■ **WORK REQUIRED**: Copy out every line in the entries below that includes "beach".

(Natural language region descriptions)
*****

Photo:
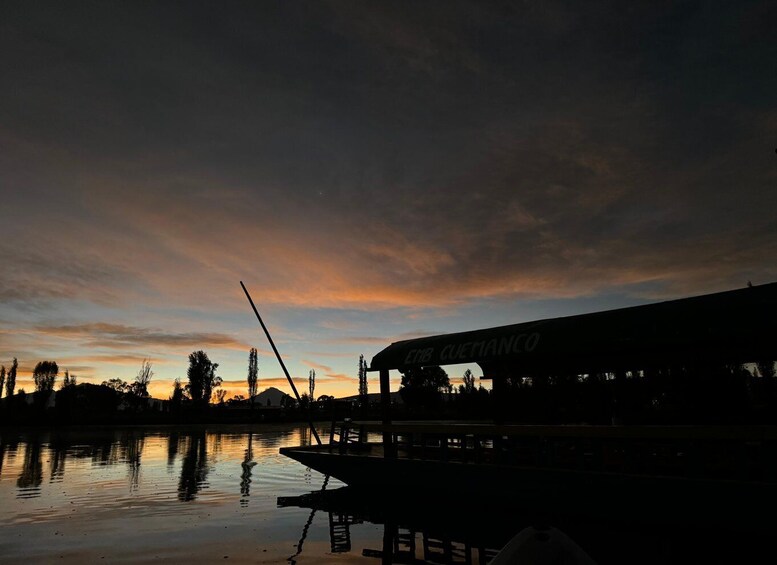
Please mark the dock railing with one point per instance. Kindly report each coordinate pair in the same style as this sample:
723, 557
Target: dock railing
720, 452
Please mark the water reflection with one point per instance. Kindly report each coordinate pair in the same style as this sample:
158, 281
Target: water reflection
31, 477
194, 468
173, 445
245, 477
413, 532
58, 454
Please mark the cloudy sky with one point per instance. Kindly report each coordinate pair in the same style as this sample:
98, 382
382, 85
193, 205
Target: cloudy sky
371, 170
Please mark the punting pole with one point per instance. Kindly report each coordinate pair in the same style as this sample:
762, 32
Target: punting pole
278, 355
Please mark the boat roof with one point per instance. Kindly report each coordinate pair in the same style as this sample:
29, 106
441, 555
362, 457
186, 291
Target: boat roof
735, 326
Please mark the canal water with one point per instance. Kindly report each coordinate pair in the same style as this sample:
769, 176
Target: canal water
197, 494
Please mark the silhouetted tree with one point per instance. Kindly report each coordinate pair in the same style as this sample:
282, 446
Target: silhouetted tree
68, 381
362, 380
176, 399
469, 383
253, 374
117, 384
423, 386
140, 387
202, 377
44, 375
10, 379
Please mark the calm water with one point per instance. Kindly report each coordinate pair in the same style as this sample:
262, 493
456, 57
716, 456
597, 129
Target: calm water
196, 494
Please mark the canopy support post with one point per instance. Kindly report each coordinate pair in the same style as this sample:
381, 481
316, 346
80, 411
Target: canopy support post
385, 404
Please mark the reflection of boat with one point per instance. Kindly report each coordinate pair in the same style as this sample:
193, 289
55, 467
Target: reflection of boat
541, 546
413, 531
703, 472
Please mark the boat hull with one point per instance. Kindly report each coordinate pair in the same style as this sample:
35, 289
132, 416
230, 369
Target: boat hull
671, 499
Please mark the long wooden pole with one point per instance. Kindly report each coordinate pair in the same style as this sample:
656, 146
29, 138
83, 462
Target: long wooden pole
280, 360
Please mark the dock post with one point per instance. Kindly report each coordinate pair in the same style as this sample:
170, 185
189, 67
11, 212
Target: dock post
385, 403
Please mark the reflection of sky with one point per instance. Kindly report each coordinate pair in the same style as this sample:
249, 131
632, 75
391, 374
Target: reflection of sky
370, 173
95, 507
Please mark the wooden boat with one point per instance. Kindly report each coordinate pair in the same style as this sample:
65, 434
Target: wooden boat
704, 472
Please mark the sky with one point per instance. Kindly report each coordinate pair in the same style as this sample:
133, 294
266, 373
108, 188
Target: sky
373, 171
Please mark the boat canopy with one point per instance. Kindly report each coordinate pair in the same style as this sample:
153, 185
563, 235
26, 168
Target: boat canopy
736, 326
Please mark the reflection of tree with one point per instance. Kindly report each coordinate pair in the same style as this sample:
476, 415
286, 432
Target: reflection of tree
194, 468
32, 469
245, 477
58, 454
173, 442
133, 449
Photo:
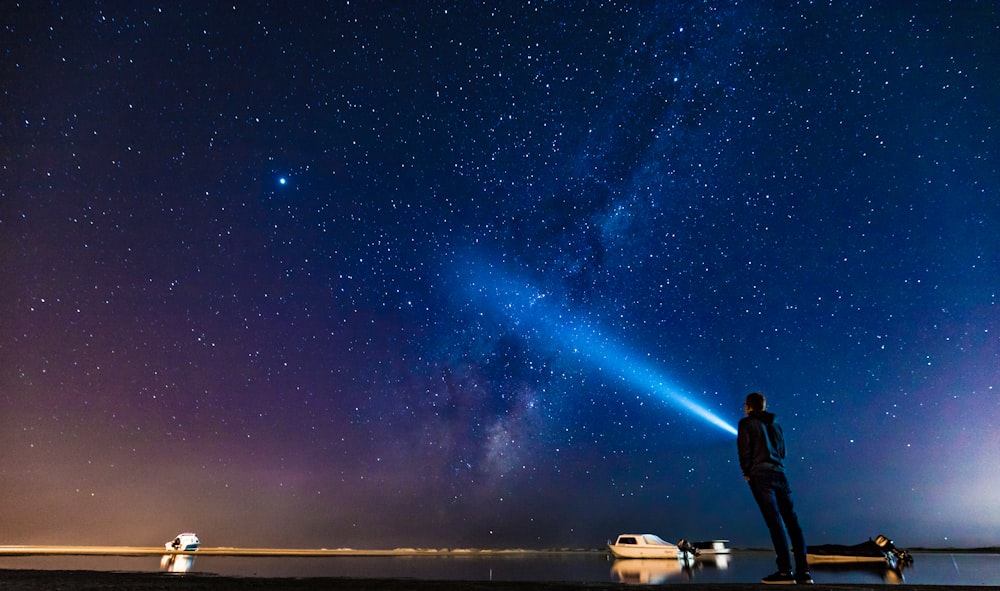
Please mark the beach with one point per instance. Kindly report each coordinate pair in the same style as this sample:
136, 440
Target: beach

*****

■ **EXPECTED OUTPUT**:
Please mark the beach with one point per instance. Kindly report each coordinate pair in the same style as this sample:
Target: beach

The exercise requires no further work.